→ **INFORMATION SHOWN**:
/---

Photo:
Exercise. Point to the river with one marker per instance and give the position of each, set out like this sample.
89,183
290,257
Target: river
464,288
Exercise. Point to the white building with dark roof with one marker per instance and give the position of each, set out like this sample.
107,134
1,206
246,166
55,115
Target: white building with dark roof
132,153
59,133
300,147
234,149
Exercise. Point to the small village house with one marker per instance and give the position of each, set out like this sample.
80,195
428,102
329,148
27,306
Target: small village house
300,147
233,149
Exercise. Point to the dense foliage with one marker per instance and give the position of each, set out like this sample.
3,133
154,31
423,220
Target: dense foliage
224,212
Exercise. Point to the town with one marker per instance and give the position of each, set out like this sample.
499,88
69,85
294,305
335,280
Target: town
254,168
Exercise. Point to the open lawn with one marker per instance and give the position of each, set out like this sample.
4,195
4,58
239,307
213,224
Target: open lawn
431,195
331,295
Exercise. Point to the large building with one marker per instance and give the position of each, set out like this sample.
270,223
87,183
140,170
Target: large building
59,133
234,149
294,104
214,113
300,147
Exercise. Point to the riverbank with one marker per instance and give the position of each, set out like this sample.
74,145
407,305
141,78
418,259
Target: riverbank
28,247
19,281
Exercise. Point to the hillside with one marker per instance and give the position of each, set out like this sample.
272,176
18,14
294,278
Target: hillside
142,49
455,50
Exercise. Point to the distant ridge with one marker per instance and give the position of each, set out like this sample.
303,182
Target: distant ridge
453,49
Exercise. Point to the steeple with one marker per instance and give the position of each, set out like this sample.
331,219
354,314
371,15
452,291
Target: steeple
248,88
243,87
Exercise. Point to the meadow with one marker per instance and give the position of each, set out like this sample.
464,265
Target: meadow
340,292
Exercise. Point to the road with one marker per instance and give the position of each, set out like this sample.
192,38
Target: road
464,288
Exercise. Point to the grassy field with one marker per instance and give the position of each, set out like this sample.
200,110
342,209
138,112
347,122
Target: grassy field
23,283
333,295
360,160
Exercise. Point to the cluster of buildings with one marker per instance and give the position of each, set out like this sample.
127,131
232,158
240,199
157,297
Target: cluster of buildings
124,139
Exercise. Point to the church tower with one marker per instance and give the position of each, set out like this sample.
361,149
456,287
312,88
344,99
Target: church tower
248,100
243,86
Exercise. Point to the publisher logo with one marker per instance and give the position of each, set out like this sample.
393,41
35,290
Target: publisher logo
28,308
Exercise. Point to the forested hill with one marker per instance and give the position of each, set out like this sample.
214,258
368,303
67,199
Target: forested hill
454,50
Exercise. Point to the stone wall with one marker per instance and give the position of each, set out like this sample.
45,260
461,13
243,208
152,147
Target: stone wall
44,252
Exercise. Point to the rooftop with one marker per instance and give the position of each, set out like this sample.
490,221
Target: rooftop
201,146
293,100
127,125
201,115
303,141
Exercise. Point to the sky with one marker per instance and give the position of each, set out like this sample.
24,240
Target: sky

\---

→ **TASK INSTRUCTIONS**:
Return only what runs from the line containing "Exercise. Point to the rooftop" to the last line of the records above, both ends included, exactly as written.

→ **ANSWER AREA**:
Exercise. Point to the rooftop with one marker per instance and give the position of each, set out like this sample.
490,221
Target: rooftop
201,146
293,100
127,125
201,115
303,141
Exercise. Point to the sky with one marker per instance and give the position of each, set out like this sample.
24,240
Target: sky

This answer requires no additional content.